[FoRK] Adverse selection in insurance

Gordon Mohr gojomo at boxbe.com
Mon Oct 19 09:50:56 PDT 2009


J. Andrew Rogers wrote:
> There is a significant path dependency component to the implementation 
> of systems in various countries. The US ended up with employer-based 
> health insurance -- a bad idea -- as a direct market consequence of 
> ill-conceived regulation under Roosevelt and has never been able to get 
> away from it since even though the regulations that caused it have not 
> existed in a very long time.

All true, but it is also important to note:

One of the biggest distortions that bias the US towards an 
emplyer-provided system still exists: employer-paid health insurance 
costs are free of income taxes; individual-paid insurance costs are not.

We don't even know what a US individual-insurance market would look like 
because it's been placed at a ~15-40% cost disadvantage to an 
employer-centric system by tax policy.

An incremental approach to fixing the problems in US health coverage, 
one by one, and letting people and companies adjust should start with 
removing that tax policy distortion. A few years later, we might find a 
vibrant competitive market for portable health insurance, making the 
remaining problems easier to address. Or not. But until it's tried we 
don't know.

#### PROVIDED DATA:
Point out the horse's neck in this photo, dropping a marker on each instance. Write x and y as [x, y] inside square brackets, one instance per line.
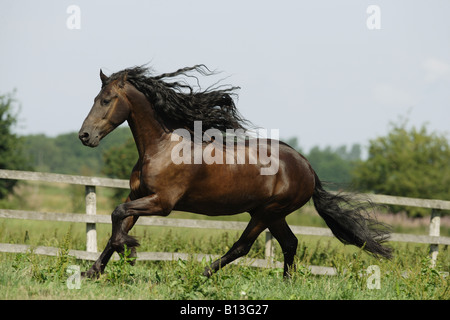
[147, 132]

==

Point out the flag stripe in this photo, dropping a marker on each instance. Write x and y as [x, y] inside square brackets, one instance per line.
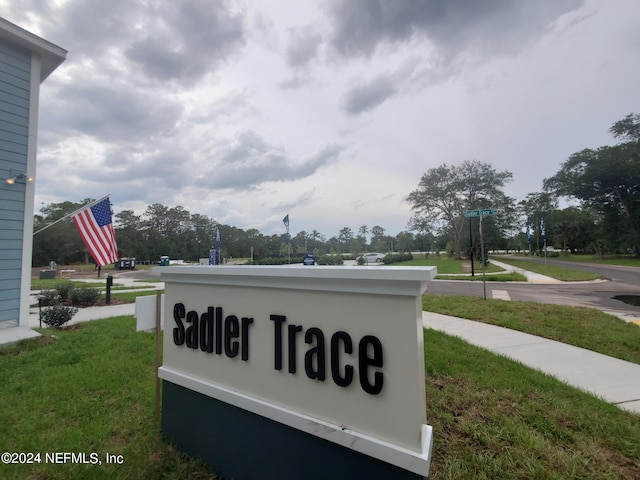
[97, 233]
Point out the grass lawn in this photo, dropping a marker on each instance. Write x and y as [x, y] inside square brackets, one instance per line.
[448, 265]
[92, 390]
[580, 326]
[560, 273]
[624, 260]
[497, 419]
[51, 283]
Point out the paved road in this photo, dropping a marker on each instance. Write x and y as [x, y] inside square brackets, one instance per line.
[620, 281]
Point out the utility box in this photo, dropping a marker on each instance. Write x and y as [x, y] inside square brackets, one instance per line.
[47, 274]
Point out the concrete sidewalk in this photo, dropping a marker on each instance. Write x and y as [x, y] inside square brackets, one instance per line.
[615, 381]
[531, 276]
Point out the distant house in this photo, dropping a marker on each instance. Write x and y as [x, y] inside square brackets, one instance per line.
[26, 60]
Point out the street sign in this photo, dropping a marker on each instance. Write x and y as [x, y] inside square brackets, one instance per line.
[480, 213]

#### TASK SET:
(a) In the insurance post, how are employer-paid health insurance costs treated for income taxes?
(b) Repeat the insurance post word for word from "One of the biggest" up to and including "costs are not.".

#### THE ANSWERS:
(a) They are free of income taxes.

(b)
One of the biggest distortions that bias the US towards an 
emplyer-provided system still exists: employer-paid health insurance 
costs are free of income taxes; individual-paid insurance costs are not.